Lynn B. Jarman
|October 24, 2002|
ACCESSIBILITY IN THE PUBLIC RIGHT-OF-WAY DRAFT GUIDELINES
(Response to the Access Board’s request for review and comment)
Salt Lake City Public Services has reviewed the proposed guidelines and respectfully submits the following recommended revisions and statements of concern:
1102.3, 1111.3 Alternate Circulation Path
Location. The alternate circulation path shall parallel the disrupted pedestrian access route, on the same side of the street.
Recommended Revision: The alternate circulation path shall parallel the disrupted pedestrian access route, on the same side of the street, unless in the judgment of the engineer, significant pedestrian safety issues exist, then the alternate circulation path shall be provided on the opposite side of the street.
1102.14 On Street Parking. Where on-street parking is provided, at least one accessible on-street parking space shall be located on each block face and shall comply with 1109.
Concern: Block lengths are not consistent across the country; the ratio of accessible stalls to non-accessible stalls will vary from city to city based on the standard block length. The proposed guideline does not clearly define whether the requirements apply to all block faces within a city, or only those locations with pavement marked stalls. The cost to identify accessible stalls on all block faces, including residential areas would be extreme.
1104 Ramps and Blended Transitions
122.214.171.124 Running Slope
EXCEPTION: A parallel curb ramp shall not be required to exceed 15 feet (4570 mm) in length.
Recommended Revision: A parallel curb ramp shall not be required to exceed 16 feet in length.
(The proposed minimum pedestrian access width is 48 inches; therefore, the common sidewalk scoring pattern would occur every 48 inches. Based on this pattern, the logical “not to exceed length” should be a multiple of 4 feet. In this case, a parallel ramp should not be required to exceed 16 feet.)

GIVEN DATA:
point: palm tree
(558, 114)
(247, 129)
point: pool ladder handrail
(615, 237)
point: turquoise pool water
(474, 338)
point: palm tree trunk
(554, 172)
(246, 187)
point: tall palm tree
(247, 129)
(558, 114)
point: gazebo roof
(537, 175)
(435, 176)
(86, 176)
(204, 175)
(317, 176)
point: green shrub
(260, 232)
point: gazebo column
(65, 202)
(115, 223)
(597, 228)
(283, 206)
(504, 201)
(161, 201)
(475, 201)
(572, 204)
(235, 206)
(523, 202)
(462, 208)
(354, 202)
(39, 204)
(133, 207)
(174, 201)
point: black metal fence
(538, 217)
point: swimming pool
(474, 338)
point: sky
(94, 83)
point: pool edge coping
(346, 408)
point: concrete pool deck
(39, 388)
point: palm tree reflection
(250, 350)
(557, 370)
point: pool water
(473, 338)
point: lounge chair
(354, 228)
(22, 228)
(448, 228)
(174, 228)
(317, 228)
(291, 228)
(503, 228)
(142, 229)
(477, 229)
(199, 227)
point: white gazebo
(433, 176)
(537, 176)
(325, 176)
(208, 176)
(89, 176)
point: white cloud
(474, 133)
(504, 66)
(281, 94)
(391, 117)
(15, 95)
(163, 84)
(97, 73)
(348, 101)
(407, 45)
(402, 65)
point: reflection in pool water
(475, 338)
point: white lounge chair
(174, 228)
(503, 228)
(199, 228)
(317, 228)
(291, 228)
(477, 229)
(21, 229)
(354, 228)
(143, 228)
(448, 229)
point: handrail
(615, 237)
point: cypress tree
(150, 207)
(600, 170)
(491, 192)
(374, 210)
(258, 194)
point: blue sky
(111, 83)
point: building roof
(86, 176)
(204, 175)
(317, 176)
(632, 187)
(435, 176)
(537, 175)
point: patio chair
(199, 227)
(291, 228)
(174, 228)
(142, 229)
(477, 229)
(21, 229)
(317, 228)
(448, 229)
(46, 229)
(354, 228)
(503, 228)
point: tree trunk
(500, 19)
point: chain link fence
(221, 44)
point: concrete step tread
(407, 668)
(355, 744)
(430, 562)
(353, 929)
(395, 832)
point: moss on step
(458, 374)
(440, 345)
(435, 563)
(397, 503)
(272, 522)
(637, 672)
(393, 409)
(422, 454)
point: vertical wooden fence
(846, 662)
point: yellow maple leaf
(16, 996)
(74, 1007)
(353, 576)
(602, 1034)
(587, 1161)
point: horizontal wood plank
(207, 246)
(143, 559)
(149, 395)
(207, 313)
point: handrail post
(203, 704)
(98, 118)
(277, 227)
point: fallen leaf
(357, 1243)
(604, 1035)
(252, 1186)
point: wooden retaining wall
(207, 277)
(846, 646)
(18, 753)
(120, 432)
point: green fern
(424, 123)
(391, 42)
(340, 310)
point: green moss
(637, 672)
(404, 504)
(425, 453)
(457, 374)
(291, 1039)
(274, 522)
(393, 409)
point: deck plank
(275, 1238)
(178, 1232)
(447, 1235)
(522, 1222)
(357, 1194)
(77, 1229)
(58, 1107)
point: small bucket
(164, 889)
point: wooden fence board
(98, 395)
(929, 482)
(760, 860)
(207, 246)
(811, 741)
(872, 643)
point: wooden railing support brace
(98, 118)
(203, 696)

WHAT TO DO:
Transcribe the Salt Lake City comments on the right-of-way guidelines above, everything from "1102.14 On Street" down to "mm) in length.".

WORKED SOLUTION:
1102.14 On Street Parking. Where on-street parking is provided, at least one accessible on-street parking space shall be located on each block face and shall comply with 1109.
Concern: Block lengths are not consistent across the country; the ratio of accessible stalls to non-accessible stalls will vary from city to city based on the standard block length. The proposed guideline does not clearly define whether the requirements apply to all block faces within a city, or only those locations with pavement marked stalls. The cost to identify accessible stalls on all block faces, including residential areas would be extreme.
1104 Ramps and Blended Transitions
122.214.171.124 Running Slope
EXCEPTION: A parallel curb ramp shall not be required to exceed 15 feet (4570 mm) in length.